Natural language region descriptions:
>>>

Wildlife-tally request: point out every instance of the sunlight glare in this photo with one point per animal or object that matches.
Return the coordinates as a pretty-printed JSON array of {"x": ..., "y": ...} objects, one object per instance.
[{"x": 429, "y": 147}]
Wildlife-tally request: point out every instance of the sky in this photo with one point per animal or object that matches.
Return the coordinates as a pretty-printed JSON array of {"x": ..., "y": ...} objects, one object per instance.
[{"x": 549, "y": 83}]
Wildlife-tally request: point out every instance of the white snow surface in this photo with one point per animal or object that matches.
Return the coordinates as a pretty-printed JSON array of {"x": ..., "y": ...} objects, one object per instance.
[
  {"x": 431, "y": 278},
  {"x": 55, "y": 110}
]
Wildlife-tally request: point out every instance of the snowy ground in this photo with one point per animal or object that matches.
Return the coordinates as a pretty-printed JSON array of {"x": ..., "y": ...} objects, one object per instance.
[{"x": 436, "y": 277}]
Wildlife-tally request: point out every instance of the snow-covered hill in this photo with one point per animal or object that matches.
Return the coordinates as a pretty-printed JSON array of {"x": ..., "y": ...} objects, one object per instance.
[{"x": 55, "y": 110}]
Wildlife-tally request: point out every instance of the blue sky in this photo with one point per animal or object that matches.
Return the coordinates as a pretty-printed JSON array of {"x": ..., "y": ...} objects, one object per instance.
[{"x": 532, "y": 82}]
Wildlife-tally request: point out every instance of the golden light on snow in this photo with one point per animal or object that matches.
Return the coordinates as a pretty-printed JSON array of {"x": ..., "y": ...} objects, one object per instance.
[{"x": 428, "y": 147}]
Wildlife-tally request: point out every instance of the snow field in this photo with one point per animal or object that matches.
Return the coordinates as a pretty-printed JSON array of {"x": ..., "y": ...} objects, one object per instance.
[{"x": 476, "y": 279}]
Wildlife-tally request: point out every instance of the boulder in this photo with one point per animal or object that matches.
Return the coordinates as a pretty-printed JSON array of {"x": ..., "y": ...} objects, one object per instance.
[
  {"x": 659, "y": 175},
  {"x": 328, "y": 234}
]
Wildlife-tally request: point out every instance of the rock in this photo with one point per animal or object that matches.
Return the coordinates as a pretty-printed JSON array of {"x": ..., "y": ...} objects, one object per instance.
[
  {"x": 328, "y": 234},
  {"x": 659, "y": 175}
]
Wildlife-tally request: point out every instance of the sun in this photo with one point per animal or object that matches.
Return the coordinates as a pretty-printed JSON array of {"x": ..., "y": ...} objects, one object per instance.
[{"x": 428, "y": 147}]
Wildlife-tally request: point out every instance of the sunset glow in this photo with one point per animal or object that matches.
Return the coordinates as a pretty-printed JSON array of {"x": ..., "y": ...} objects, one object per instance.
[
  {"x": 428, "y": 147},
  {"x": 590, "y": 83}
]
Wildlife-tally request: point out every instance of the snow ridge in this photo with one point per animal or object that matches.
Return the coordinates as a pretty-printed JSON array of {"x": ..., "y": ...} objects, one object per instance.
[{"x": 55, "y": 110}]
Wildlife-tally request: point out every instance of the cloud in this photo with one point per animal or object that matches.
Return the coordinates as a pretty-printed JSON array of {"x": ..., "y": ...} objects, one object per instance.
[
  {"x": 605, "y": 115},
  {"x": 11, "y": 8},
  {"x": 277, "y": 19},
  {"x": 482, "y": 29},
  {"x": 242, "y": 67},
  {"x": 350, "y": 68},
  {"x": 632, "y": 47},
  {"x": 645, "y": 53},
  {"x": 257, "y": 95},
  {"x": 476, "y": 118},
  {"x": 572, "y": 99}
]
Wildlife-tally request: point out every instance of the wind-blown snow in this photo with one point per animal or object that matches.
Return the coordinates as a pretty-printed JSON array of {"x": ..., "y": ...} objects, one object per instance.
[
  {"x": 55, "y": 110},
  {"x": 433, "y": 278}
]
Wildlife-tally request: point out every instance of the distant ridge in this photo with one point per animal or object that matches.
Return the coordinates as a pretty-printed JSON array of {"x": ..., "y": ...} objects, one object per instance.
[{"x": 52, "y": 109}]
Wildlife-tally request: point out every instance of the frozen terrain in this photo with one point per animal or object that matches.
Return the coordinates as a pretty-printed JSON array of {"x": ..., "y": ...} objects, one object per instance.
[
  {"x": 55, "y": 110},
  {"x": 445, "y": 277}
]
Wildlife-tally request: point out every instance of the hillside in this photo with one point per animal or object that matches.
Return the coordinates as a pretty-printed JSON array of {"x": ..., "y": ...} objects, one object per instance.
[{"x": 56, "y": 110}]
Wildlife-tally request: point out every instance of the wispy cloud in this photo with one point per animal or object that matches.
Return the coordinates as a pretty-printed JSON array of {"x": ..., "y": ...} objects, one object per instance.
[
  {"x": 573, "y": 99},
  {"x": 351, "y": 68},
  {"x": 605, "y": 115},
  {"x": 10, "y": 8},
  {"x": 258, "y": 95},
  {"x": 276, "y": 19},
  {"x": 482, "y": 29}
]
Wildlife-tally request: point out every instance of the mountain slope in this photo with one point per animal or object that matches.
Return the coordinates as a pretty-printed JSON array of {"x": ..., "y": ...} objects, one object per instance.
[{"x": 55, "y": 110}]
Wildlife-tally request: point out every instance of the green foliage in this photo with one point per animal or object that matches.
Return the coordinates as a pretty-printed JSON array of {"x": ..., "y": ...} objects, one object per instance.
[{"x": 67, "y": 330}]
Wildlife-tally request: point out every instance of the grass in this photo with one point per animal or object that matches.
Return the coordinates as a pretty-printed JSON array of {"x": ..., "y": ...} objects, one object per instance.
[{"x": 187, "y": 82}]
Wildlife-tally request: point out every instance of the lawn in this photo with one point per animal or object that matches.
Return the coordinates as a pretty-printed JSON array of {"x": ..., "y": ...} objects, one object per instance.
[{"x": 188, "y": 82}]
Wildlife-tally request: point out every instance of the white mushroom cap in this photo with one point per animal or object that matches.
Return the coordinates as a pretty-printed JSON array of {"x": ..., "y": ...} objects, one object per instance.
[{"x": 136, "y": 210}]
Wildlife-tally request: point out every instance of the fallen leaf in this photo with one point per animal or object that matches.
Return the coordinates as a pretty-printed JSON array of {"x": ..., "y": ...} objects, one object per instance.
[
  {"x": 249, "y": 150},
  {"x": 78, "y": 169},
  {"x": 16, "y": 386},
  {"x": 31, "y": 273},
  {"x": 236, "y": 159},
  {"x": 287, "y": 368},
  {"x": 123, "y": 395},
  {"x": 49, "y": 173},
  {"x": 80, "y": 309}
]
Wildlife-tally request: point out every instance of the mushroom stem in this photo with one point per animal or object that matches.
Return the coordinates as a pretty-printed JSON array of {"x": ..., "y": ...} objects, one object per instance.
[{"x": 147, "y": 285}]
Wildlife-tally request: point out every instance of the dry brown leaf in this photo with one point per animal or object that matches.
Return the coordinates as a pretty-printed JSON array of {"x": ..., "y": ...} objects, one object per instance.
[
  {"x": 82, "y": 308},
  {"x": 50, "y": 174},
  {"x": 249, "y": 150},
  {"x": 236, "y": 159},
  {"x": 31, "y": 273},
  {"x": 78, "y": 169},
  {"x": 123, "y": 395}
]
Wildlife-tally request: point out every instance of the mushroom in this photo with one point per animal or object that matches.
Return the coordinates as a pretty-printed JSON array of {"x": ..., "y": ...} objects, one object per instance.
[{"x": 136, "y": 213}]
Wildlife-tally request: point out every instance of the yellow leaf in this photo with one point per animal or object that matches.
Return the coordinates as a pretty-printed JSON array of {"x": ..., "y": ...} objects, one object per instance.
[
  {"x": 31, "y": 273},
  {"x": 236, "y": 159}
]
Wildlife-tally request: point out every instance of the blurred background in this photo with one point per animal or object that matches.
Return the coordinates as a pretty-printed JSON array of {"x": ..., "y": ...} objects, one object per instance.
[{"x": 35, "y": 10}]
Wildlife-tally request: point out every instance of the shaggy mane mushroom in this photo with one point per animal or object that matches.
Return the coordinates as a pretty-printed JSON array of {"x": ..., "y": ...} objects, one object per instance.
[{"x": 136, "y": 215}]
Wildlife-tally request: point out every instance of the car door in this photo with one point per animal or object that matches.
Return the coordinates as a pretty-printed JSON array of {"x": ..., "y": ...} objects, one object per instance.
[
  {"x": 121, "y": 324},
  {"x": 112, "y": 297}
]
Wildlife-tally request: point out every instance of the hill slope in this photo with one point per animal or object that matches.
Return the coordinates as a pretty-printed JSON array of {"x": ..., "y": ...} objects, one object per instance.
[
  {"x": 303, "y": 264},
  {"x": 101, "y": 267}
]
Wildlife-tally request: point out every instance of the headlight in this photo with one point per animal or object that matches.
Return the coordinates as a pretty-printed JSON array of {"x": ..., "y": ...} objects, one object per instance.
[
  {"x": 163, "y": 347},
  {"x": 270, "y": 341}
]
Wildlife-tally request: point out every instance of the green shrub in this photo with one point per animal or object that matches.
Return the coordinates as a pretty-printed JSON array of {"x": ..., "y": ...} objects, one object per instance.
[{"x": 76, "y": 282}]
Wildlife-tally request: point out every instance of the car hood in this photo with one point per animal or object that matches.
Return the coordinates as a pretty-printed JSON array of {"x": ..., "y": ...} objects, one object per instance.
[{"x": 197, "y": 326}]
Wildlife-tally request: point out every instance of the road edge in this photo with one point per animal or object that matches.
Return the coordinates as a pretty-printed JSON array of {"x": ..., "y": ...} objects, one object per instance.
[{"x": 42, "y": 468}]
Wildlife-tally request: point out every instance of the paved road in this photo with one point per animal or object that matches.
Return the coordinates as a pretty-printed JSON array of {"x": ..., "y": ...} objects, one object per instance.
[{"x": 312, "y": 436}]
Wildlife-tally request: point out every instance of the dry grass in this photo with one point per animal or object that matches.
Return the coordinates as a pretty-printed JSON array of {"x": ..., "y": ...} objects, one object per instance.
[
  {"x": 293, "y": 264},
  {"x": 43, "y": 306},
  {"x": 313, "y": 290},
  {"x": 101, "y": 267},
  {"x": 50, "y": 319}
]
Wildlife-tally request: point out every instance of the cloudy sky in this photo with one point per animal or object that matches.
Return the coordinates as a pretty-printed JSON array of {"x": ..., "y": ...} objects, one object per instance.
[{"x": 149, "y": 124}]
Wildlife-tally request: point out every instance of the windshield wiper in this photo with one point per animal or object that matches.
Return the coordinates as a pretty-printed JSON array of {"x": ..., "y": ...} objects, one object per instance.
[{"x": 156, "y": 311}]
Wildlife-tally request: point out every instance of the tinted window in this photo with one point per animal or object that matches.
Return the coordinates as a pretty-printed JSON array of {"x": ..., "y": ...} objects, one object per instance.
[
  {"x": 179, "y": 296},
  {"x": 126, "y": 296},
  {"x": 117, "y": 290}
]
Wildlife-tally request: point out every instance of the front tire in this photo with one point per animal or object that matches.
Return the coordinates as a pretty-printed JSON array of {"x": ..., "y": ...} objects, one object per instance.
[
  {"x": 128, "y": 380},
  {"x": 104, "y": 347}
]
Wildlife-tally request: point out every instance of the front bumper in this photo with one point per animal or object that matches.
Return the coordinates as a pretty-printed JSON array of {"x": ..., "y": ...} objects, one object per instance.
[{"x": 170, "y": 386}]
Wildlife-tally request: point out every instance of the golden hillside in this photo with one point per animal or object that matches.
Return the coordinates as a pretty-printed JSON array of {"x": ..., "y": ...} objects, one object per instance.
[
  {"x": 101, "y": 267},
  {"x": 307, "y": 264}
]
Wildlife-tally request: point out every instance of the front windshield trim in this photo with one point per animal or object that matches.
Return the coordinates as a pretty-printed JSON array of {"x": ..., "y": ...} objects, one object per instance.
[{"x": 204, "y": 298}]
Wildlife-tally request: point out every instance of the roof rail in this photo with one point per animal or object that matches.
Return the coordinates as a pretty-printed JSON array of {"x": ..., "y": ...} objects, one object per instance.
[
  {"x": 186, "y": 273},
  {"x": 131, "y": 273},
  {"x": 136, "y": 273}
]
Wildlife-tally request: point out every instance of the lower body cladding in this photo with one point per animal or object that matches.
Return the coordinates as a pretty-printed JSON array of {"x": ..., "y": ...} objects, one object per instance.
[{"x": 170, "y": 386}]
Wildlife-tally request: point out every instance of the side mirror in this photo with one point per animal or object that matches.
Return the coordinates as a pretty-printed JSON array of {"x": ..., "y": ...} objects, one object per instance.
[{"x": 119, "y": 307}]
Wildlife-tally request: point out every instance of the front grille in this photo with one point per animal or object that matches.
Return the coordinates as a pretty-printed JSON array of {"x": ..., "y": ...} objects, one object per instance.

<<<

- About this task -
Filter the entries and copy out every line with the word "white".

- Output below -
Wildlife-tally request: point out every instance of the white snow surface in this photo with one point per animal or object that matches.
Wildlife-tally request: point out every instance of the white mushroom cap in this photo with one point per animal or object that matches.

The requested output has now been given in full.